JOB: Reproduce every one of the entries below word for word, omitting the pictures from your answer.
# START OF PROVIDED MATERIAL
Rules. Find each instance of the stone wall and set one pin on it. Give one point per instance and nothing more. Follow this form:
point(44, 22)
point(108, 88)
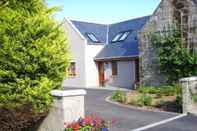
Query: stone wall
point(162, 18)
point(189, 89)
point(68, 106)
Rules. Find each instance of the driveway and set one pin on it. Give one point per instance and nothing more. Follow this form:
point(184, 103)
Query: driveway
point(127, 118)
point(187, 123)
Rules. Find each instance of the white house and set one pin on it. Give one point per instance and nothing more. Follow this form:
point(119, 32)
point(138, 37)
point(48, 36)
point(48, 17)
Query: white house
point(103, 55)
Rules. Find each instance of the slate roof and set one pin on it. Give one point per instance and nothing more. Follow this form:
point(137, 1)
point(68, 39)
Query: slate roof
point(99, 30)
point(126, 48)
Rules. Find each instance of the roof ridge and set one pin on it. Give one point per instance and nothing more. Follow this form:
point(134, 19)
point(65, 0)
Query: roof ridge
point(137, 18)
point(89, 22)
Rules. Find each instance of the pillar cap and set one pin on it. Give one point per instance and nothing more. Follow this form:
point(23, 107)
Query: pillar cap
point(193, 78)
point(66, 93)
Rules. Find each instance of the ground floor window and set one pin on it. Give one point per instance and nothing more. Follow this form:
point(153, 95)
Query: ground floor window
point(72, 69)
point(114, 68)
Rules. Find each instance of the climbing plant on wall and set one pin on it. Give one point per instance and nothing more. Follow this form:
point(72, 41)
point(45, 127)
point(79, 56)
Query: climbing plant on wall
point(175, 61)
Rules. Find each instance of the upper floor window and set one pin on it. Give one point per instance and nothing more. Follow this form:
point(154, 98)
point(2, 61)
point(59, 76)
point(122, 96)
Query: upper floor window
point(72, 69)
point(121, 36)
point(117, 37)
point(114, 68)
point(92, 37)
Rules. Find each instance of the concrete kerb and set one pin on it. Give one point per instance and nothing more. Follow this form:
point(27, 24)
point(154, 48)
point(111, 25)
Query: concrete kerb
point(159, 123)
point(99, 88)
point(107, 99)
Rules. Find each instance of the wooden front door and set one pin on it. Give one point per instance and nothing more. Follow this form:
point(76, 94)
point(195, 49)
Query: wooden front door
point(101, 74)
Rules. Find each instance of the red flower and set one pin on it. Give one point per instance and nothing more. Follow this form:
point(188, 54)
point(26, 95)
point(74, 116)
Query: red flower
point(88, 120)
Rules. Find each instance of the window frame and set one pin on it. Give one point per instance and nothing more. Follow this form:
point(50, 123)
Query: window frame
point(89, 37)
point(117, 36)
point(114, 68)
point(71, 70)
point(121, 35)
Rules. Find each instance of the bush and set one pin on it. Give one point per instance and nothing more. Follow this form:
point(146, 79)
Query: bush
point(89, 123)
point(194, 98)
point(119, 96)
point(148, 89)
point(179, 103)
point(175, 61)
point(33, 55)
point(144, 100)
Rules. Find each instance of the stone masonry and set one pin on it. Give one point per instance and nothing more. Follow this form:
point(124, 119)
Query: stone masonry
point(183, 14)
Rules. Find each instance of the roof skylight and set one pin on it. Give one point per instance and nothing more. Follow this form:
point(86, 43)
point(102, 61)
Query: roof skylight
point(124, 36)
point(121, 36)
point(92, 37)
point(117, 37)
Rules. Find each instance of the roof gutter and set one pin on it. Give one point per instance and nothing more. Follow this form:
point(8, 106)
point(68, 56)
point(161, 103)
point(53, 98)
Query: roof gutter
point(126, 58)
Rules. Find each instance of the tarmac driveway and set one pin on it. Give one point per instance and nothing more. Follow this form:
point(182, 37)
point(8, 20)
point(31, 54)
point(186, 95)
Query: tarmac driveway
point(127, 118)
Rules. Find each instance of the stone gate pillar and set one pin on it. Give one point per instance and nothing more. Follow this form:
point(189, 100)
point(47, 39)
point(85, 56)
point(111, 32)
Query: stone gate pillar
point(68, 106)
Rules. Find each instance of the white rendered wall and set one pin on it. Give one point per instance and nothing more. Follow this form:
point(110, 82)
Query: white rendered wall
point(77, 50)
point(92, 78)
point(125, 77)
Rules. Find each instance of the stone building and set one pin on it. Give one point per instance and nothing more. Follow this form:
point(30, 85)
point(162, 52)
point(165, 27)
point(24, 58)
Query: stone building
point(183, 14)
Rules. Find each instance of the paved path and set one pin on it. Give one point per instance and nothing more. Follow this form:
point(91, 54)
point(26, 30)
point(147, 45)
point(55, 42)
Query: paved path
point(127, 118)
point(187, 123)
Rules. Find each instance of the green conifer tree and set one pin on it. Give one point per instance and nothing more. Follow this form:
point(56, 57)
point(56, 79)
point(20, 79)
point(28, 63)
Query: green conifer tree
# END OF PROVIDED MATERIAL
OUTPUT FOR THIS TASK:
Rules. Find each instance of the stone wall and set one pin on it. Give one point per instance and nothing more. Follow this form:
point(44, 22)
point(108, 88)
Query: stone wall
point(162, 18)
point(189, 89)
point(68, 106)
Rules. Find each instance of the driveway and set one pin on it. Give one point per instance and nothing more. Follow this form:
point(184, 103)
Query: driveway
point(127, 118)
point(187, 123)
Rules. Find each instance of the white house and set one pin on it. Give one point per instance and nothing more. Follow this form:
point(119, 32)
point(138, 37)
point(48, 36)
point(48, 17)
Query: white house
point(103, 55)
Rules. Find each instance of the slate roof and set one pin on it. Give one point per instance and nothing more. Follow this form:
point(137, 1)
point(68, 39)
Query: slate roof
point(99, 30)
point(126, 48)
Rules. Find each instance of the roof ridge and set one pin on it. Give one point per instance and nothing more. Follow this form:
point(134, 19)
point(65, 0)
Query: roof ridge
point(137, 18)
point(89, 22)
Rules. Find each instance of the pillar cap and set one pin on it. Give one point per instance and nothing more. Follow this form:
point(23, 107)
Query: pillar cap
point(193, 78)
point(66, 93)
Rules. Find each instance of the ground floor window and set one pin on it. Give one point per instance and nothing more. Follow this form:
point(153, 95)
Query: ground floor window
point(72, 69)
point(114, 68)
Rules. Find each instance of the climbing plant on wall and set one pin on it. Give one point per instance and nothing more. Follow this form:
point(72, 41)
point(45, 127)
point(79, 56)
Query: climbing plant on wall
point(175, 61)
Rules. Find each instance of the upper floor window and set one pin on it. Give one point per instance and nothing more. Follow this form:
point(154, 98)
point(2, 61)
point(59, 76)
point(122, 96)
Query: upper floor window
point(72, 69)
point(121, 36)
point(117, 37)
point(114, 68)
point(92, 37)
Rules. Find each instance of the concrete kerb and set one pin on it. Give one point per instance and nothing more. Follow this form:
point(27, 24)
point(154, 48)
point(111, 25)
Query: concrete kerb
point(159, 123)
point(99, 88)
point(107, 99)
Rules. Find each instance of the wooden front door and set one pin on it. Give one point per instance and nothing more. Follow this form:
point(76, 94)
point(195, 49)
Query: wooden front door
point(101, 74)
Rules. Find each instance of the red flower and set one pin on it. Give one point per instance and nothing more. Follow this form:
point(188, 54)
point(26, 95)
point(74, 116)
Query: red flower
point(88, 120)
Rules. Find each instance of the window frame and set one pin on it. Give one point per instance and nothing more. Follow this form:
point(50, 123)
Query: window frame
point(89, 37)
point(117, 36)
point(114, 68)
point(71, 70)
point(121, 35)
Rules. Find each instance of the bush and set one pin on it. Give one point per instance and nothing more. Follow this form:
point(146, 79)
Query: bush
point(89, 123)
point(194, 98)
point(119, 96)
point(148, 89)
point(179, 103)
point(175, 61)
point(33, 55)
point(144, 100)
Rules. Find each instance of the stone masonry and set one pin on it. Give one point per instance and nothing more. Follow this form:
point(124, 119)
Query: stone masonry
point(183, 14)
Rules. Find each instance of the roof skylight and set one pin on it. Give one point per instance and nothing more. Follow this form:
point(86, 43)
point(102, 61)
Query: roof skylight
point(124, 36)
point(121, 36)
point(92, 37)
point(117, 37)
Rules. Find each instance of the roof gutter and set one pin on it. Give one point per instance and nothing more. Follow this form:
point(8, 106)
point(68, 56)
point(161, 103)
point(53, 98)
Query: roof gutter
point(126, 58)
Rules. Find each instance of the tarmac driveway and set one pin on it. Give one point per instance and nothing more. Follow this form:
point(182, 37)
point(8, 20)
point(31, 54)
point(186, 95)
Query: tarmac driveway
point(127, 118)
Rules. Find each instance of the stone gate pillar and set one pin on it. Give one point per instance and nothing more. Follow this form:
point(189, 100)
point(47, 39)
point(85, 56)
point(111, 32)
Query: stone gate pillar
point(68, 106)
Rules. Find each instance of the white rendered wall and set one pin on it. Give one point per instance and nothing more. Follow this form:
point(110, 82)
Query: white rendered wall
point(77, 50)
point(92, 78)
point(125, 77)
Rules. Find each instance of the stone building and set one pin on it. Give one point per instance and nothing more. Follow this form:
point(30, 85)
point(162, 52)
point(165, 27)
point(24, 58)
Query: stone building
point(183, 14)
Rules. Find each instance of the paved path and set one pin on it. Give one point per instance and nothing more. Follow this form:
point(91, 54)
point(26, 30)
point(147, 45)
point(55, 42)
Query: paved path
point(127, 118)
point(187, 123)
Rules. Find each instance of the green conifer tree and set one pin on it. Give one point per instance and nothing more. Follow this form:
point(56, 57)
point(56, 79)
point(20, 79)
point(28, 63)
Query: green conifer tree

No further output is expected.